**Supplied material**
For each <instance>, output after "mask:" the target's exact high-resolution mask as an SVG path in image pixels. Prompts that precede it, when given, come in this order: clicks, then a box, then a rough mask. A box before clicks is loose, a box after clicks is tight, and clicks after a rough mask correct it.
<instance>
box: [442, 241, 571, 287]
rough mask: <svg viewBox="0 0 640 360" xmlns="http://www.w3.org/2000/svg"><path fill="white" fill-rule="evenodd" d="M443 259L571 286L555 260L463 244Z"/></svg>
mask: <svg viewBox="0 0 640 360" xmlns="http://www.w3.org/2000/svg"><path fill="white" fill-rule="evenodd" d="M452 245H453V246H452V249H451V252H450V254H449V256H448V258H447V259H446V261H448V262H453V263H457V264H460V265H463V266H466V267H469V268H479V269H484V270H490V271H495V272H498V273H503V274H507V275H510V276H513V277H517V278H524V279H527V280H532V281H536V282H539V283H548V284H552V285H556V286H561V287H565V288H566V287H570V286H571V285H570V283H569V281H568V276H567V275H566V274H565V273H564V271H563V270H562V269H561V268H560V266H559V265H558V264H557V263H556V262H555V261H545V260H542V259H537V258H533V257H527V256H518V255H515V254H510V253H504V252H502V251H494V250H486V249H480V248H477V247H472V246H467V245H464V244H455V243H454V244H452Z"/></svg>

**Required work**
Rewrite the rows from the first line up to and including the line with "box: [442, 241, 571, 287]", replacing "output" with "write" and leaving everything else unchanged.

**Written response**
For each <instance>, write after "mask:" the target's exact high-resolution mask as an SVG path in image pixels. Prompts that precede it, when given, come in this order: clicks, then a box, then a rough mask. A box before clicks is loose, a box after clicks is tight, and clicks after a rough mask correct it.
<instance>
box: [442, 241, 571, 287]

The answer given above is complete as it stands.